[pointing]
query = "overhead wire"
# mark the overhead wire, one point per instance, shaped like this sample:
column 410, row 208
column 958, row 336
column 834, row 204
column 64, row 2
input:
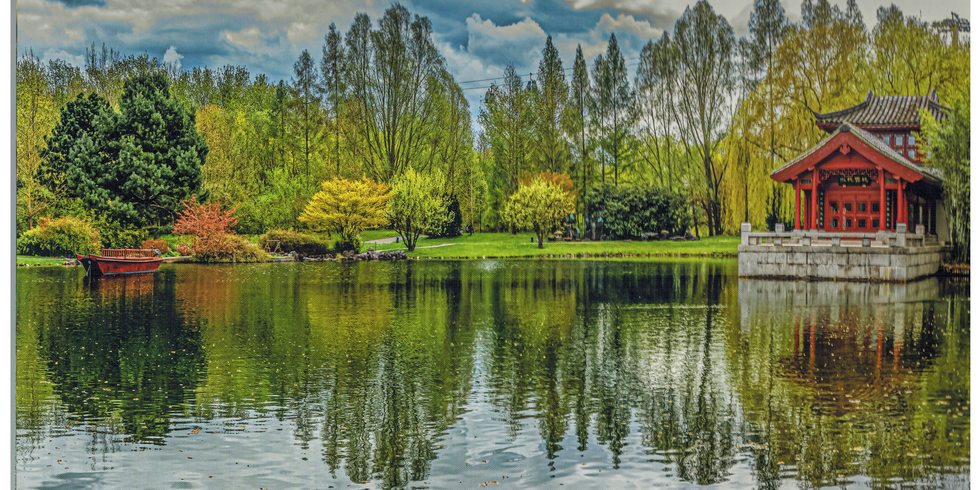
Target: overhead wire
column 531, row 76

::::::::::

Job
Rewrite the rows above, replacing "overhead wire" with "power cable" everywhere it occurs and keeping everything else the same. Omit the pictures from your version.

Result
[pointing]
query = "power cable"
# mark the power cable, one point per instance, shaped like this sample:
column 410, row 208
column 958, row 336
column 834, row 204
column 64, row 2
input:
Target: power cable
column 531, row 76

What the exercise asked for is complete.